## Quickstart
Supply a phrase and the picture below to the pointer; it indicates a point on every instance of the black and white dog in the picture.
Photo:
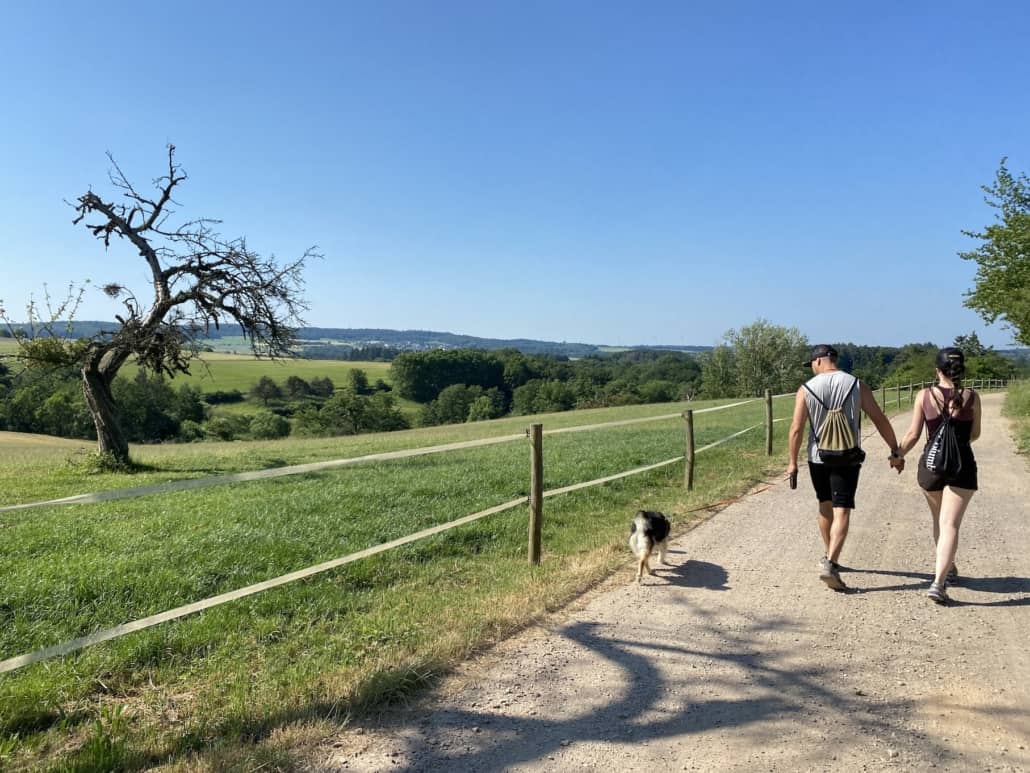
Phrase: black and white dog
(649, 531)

...

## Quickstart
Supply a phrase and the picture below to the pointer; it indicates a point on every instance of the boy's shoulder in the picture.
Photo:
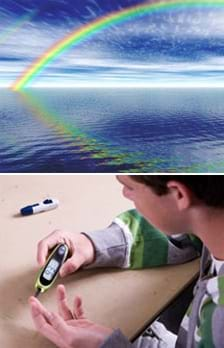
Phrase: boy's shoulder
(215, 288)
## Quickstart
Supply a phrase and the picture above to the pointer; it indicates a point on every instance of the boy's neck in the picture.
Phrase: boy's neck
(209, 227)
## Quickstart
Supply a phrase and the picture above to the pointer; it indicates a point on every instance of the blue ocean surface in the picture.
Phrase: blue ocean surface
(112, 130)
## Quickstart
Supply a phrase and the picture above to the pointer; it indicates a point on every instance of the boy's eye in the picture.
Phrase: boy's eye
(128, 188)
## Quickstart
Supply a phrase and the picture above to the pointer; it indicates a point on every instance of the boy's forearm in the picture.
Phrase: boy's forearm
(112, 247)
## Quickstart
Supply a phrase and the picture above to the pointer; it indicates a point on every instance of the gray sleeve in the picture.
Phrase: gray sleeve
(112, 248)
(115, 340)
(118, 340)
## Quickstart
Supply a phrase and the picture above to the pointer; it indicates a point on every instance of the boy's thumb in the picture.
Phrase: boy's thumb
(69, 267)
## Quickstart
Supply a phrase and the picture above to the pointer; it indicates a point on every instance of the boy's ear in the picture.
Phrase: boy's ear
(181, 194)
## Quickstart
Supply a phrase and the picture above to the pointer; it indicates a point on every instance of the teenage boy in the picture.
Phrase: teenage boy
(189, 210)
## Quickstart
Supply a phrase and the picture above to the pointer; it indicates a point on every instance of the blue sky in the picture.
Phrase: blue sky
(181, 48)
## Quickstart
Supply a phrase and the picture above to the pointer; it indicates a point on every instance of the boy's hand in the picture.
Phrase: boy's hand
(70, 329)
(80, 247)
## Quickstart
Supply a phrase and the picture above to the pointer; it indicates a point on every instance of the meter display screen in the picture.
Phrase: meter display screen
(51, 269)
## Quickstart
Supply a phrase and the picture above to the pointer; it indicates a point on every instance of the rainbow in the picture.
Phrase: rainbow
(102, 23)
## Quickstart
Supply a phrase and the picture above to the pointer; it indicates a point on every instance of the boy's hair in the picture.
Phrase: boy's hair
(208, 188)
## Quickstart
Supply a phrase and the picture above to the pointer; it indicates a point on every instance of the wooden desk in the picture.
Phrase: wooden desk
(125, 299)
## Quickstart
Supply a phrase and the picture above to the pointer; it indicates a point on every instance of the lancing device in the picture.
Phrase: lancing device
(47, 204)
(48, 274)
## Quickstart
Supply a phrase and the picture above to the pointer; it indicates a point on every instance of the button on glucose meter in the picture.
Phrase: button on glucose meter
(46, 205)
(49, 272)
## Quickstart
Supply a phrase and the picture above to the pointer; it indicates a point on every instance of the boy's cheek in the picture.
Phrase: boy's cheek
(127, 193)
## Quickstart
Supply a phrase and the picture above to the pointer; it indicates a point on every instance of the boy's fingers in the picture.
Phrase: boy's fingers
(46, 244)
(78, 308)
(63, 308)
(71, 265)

◆ Exercise directions ◆
The lines to return are those in the records above that hold the word "below".

◆ Reply ◆
Supply a phrase and the picture below to the pointer; it indicates a point on every instance of the black and white dog in the picture.
Supply a phrase and the picture below to the pointer; it indicates a point on every instance of the boy's shoulder in the picture.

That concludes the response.